▸ Testo fornito
Il fattaccio risale al 2022, ma se ne parla ancora perché l’indagine è stata recentemente riaperta. Inizialmente, infatti, il caso era stato chiuso e la colpa era stata data all’ebbrezza del conducente della Tesla Model 3 schiantatasi contro un albero in Colorado, Hans von Ohain. Il 33enne era dipendente della casa automobilistica e stava rientrando, insieme al suo amico Erik Rossiter, da una serata trascorsa con altri conoscenti presso un golf club, nella quale si era alzato il proverbiale gomito. Il dettaglio che von Ohain stesse guidando dopo aver attivato la funzione Full-Self Driving era stato incluso nel dossier del caso fin dall’inizio, dal momento che Rossiter, sopravvissuto all’incidente con qualche lesione e un grande spavento, lo aveva immediatamente consegnato agli atti durante la propria deposizione.

In seguito all’interessamento del Washington Post il caso è stato riaperto. La testata ha infatti rilanciato la testimonianza dell’amico del conducente, secondo il quale l’automobile si era comportata in modo strano poco prima dell’impatto, costringendo il conducente a scollegare la guida autonoma e riprendere in mano il volante. L’impostazione Full-Self di cui la Model 3 era dotata è quella che lascia la maggiore autonomia decisionale al software Tesla e sembra sia noto che dia qualche problema. Stando alla testimonianza di Rossiter, riportata da alVolante, l’amico era conscio di questo difetto e gli aveva detto di non preoccuparsi, dal momento che ogni tanto succedeva.

Von Ohain si fidava ciecamente del sistema, che in fin dei conti era il fiore all’occhiello dell’ingegneria Tesla. Il Full-Self Driving è infatti il top di gamma nel mondo Tesla Autopilot. Ogni automobile della casa posta in vendita negli USA presenta la guida assistita, ma il software più avanzato si paga 15mila dollari. L’errore del conducente potrebbe essere stato proprio quello di lasciare troppa intraprendenza all’autopilota. La moglie, raggiunta dai media, ha sottolineato come Musk venda un falso senso di sicurezza.

Una chiave d’avviamento Tesla. Autopilot è disponibile di serie su ogni vettura venduta negli States. Quella coinvolta nell’incidente presentava il sistema top-end, denominato Full-Self Driving.

▸ Voci di un dataset
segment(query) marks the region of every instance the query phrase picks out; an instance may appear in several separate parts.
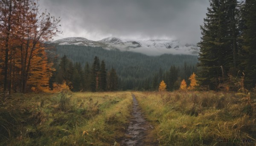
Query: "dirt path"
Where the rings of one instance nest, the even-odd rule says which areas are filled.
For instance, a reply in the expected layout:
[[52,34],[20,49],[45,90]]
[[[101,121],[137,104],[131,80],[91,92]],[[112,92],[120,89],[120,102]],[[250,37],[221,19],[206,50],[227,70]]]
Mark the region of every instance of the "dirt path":
[[135,96],[132,94],[133,105],[132,118],[128,129],[125,130],[125,137],[121,146],[158,146],[155,137],[150,137],[148,133],[154,127],[144,118],[141,109]]

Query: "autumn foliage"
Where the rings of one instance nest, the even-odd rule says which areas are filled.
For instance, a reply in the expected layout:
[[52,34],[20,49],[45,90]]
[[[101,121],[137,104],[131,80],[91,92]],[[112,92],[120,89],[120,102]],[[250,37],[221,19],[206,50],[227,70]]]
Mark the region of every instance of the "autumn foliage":
[[38,6],[35,0],[0,1],[0,84],[5,91],[24,93],[49,84],[53,69],[44,42],[60,32],[60,21]]
[[183,79],[180,83],[180,88],[181,90],[186,90],[187,89],[187,85],[185,79]]
[[166,84],[164,83],[163,80],[160,83],[158,90],[159,91],[165,91],[166,90]]
[[193,74],[191,74],[189,78],[190,80],[190,84],[188,88],[189,90],[193,90],[195,89],[195,87],[198,85],[198,80],[196,80],[197,76],[195,74],[195,72],[193,73]]

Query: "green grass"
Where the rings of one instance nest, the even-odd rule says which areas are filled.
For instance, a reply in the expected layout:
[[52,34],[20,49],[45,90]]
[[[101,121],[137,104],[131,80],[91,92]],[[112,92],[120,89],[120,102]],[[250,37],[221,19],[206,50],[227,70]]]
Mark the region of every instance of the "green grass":
[[[256,144],[252,94],[133,93],[155,128],[148,137],[160,145]],[[132,103],[130,92],[16,94],[0,102],[0,145],[118,146]],[[251,142],[218,143],[219,137]]]
[[132,101],[128,92],[15,94],[0,106],[0,145],[113,145]]
[[[163,146],[255,146],[255,99],[234,93],[134,92]],[[247,95],[248,96],[248,95]],[[221,143],[217,138],[250,139]]]

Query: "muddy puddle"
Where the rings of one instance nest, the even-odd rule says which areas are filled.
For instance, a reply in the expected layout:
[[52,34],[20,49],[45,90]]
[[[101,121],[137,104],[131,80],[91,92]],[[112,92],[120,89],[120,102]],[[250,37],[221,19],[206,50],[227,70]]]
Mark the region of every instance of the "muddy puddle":
[[132,97],[133,104],[132,117],[128,128],[125,130],[125,137],[121,145],[158,146],[157,141],[154,138],[155,137],[149,137],[148,135],[154,127],[143,118],[141,109],[135,96],[132,94]]

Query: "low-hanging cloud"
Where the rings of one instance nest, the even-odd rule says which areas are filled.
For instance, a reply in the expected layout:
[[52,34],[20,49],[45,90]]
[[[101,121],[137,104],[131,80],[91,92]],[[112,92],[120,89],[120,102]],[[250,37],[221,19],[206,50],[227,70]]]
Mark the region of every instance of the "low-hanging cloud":
[[97,40],[109,36],[172,39],[196,43],[208,0],[41,0],[40,7],[60,17],[64,34]]

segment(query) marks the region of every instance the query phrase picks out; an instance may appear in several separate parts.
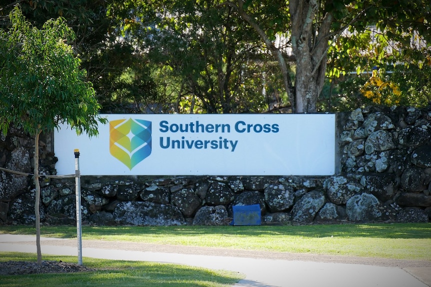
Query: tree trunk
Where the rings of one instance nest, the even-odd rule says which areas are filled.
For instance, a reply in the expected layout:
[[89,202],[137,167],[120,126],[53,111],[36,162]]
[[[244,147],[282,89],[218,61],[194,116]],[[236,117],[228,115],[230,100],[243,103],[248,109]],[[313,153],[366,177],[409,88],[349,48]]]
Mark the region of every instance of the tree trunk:
[[316,19],[318,0],[290,0],[292,50],[296,59],[295,97],[297,113],[315,113],[323,88],[332,15]]
[[38,264],[42,264],[42,252],[40,250],[40,214],[39,205],[40,201],[40,185],[39,183],[39,135],[40,132],[34,136],[34,186],[36,189],[36,199],[34,202],[34,214],[36,225],[36,250],[38,253]]

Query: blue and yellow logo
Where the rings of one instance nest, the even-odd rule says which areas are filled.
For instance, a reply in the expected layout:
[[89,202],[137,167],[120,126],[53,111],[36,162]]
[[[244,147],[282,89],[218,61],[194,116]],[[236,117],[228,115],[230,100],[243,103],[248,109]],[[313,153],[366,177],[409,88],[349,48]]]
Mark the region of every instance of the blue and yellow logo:
[[151,122],[132,118],[110,121],[110,152],[132,170],[151,154]]

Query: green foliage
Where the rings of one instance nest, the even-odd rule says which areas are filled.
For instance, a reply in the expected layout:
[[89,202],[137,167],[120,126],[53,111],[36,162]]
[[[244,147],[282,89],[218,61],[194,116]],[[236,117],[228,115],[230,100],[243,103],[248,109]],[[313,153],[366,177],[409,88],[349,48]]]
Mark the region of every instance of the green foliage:
[[10,18],[10,28],[0,30],[0,129],[20,124],[34,135],[66,122],[78,133],[97,134],[100,105],[67,44],[74,34],[64,20],[49,20],[39,29],[18,6]]

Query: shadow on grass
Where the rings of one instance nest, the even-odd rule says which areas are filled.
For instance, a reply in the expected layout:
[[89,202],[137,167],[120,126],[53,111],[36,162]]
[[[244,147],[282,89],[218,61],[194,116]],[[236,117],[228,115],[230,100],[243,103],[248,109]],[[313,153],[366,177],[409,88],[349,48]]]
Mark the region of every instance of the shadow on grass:
[[[76,238],[76,227],[72,226],[43,226],[44,236],[58,238]],[[34,234],[30,227],[2,227],[0,233]],[[302,226],[105,226],[82,227],[82,234],[90,238],[106,238],[113,236],[127,236],[130,241],[134,237],[146,235],[162,237],[190,237],[205,235],[224,236],[285,237],[322,238],[338,237],[370,237],[388,239],[431,238],[431,224],[334,224]]]
[[[20,253],[0,253],[0,261],[36,261],[34,255]],[[44,260],[73,262],[70,257],[48,256]],[[0,276],[4,286],[158,286],[204,287],[229,286],[243,278],[230,272],[214,271],[186,266],[118,260],[84,258],[84,265],[96,271],[75,273]],[[20,284],[24,280],[25,285]]]

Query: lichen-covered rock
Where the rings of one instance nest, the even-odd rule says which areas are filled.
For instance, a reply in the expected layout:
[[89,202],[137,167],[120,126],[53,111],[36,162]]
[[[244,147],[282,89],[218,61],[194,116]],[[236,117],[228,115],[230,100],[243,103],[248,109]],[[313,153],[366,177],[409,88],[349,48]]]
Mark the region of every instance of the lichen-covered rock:
[[91,215],[88,221],[97,225],[114,225],[114,215],[110,212],[100,211]]
[[[21,172],[32,172],[28,151],[24,147],[18,146],[10,152],[0,150],[0,156],[2,153],[4,165],[0,166]],[[26,176],[0,171],[0,201],[10,201],[28,190],[28,184]]]
[[284,211],[294,205],[294,191],[285,185],[270,185],[265,189],[264,197],[271,212]]
[[[58,216],[62,215],[66,217],[76,219],[76,197],[74,195],[62,197],[51,202],[46,208],[46,213],[50,215]],[[86,221],[90,215],[90,211],[86,202],[81,200],[81,219]]]
[[52,186],[40,189],[40,198],[45,206],[48,206],[53,200],[58,197],[58,192]]
[[401,176],[401,186],[406,191],[420,191],[424,188],[424,172],[418,168],[408,168]]
[[394,143],[392,134],[384,130],[372,132],[365,141],[365,152],[367,154],[394,148],[395,144]]
[[102,207],[109,202],[109,199],[89,191],[83,190],[81,196],[86,201],[92,213],[100,211]]
[[198,182],[196,183],[194,192],[200,199],[205,199],[206,192],[210,189],[210,183],[206,182]]
[[212,183],[208,189],[205,197],[207,204],[212,206],[227,206],[235,199],[234,193],[226,184],[222,182]]
[[431,167],[431,145],[419,147],[412,153],[412,163],[422,168]]
[[331,202],[344,205],[355,194],[360,192],[360,184],[352,179],[344,176],[332,176],[325,182],[328,188],[328,196]]
[[244,191],[238,195],[232,203],[229,211],[232,211],[232,206],[240,205],[242,206],[258,204],[260,207],[260,214],[266,213],[266,207],[264,195],[258,191]]
[[244,185],[240,179],[232,179],[229,181],[229,187],[235,193],[240,193],[244,191]]
[[116,198],[122,201],[132,201],[139,196],[140,188],[136,184],[130,184],[120,187]]
[[400,133],[398,141],[402,145],[416,147],[428,143],[430,137],[428,128],[413,126],[403,129]]
[[347,154],[350,157],[356,157],[364,154],[365,149],[365,141],[364,139],[355,140],[347,147]]
[[423,193],[403,192],[397,197],[396,203],[405,207],[430,207],[431,195],[426,195]]
[[[8,217],[12,221],[20,224],[34,224],[36,216],[34,213],[36,190],[32,189],[20,195],[9,204]],[[45,220],[45,207],[41,202],[39,204],[40,222]]]
[[396,180],[393,174],[368,174],[361,178],[360,184],[378,199],[386,202],[394,198]]
[[292,220],[300,223],[312,222],[317,213],[325,204],[324,193],[314,190],[302,196],[294,206]]
[[242,180],[244,189],[246,190],[262,191],[268,181],[262,176],[252,176],[244,178]]
[[382,217],[382,207],[375,196],[362,193],[352,196],[348,201],[346,213],[351,221],[372,222]]
[[395,126],[392,123],[390,118],[380,112],[377,112],[368,115],[366,119],[364,122],[364,127],[366,135],[368,136],[376,131],[391,129]]
[[420,223],[428,222],[428,215],[422,209],[408,208],[398,214],[398,221],[402,223]]
[[192,217],[202,204],[200,199],[191,188],[182,189],[172,194],[171,202],[186,217]]
[[118,185],[108,184],[102,187],[100,193],[106,197],[114,197],[116,195],[118,192]]
[[348,115],[348,118],[352,121],[363,122],[364,114],[362,113],[362,109],[358,108],[350,112]]
[[167,187],[151,185],[142,191],[140,194],[141,199],[160,204],[170,202],[170,191]]
[[316,217],[316,221],[318,222],[334,222],[346,219],[346,208],[331,202],[326,203],[319,211]]
[[290,212],[276,212],[268,213],[262,218],[262,222],[266,224],[282,224],[292,221]]
[[152,202],[124,201],[117,205],[113,215],[120,224],[170,226],[186,224],[176,206]]
[[193,225],[226,225],[232,219],[228,217],[228,211],[222,205],[203,206],[193,219]]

▸ Consegna 1
Disponi in un elenco numerato le righe dei dati forniti, dalla riga che contiene "Query: shadow on grass" fino alla riga che contiene "Mark the region of every instance of the shadow", inclusa, tralasciando le righe vuote.
▸ Consegna 2
Riprendi il testo sull'incidente della Tesla Model 3 e proseguilo dal punto in cui si ferma.

▸ Risposta attesa 1
1. Query: shadow on grass
2. Where the rings of one instance nest, the even-odd rule says which areas are filled.
3. For instance, a reply in the expected layout:
4. [[89,202],[137,167],[120,126],[53,111],[36,162]]
5. [[[244,147],[282,89],[218,61],[194,116]],[[236,117],[228,115],[230,100],[243,103],[248,109]],[[313,153],[366,177],[409,88],[349,48]]]
6. Mark the region of every instance of the shadow on grass:

▸ Risposta attesa 2
Autonomia fino a un certo punto con Tesla Autopilot

Hans von Ohain era solito utilizzare il Full-Self Driving, sistema su cui contava, di cui era entusiasta e che attivava molto spesso, al fine di dare modo all’azienda di raccogliere dati sul suo funzionamento. A maggior ragione, si è sentito in dovere di inserirlo dopo una serata in cui aveva bevuto. Al momento dell’incidente il tasso alcolemico dell’uomo era pari a 0,26. Si tratta di una soglia superiore a quella consentita nel pur liberale Colorado. È dunque lecito incolpare lo stato di ebbrezza. D’altra parte, però, tanto Rossiter quando la signora von Ohain si fidano poco di questa spiegazione.

A loro avviso, si potrebbe trattare di un caso di marketing ingannevole da parte della casa automobilistica. Sul sito dell’azienda si può leggere:

“Il tuo veicolo sarà in grado di guidare da solo quasi ovunque, con intervento minimo da parte del conducente. Il sistema migliorerà continuamente.”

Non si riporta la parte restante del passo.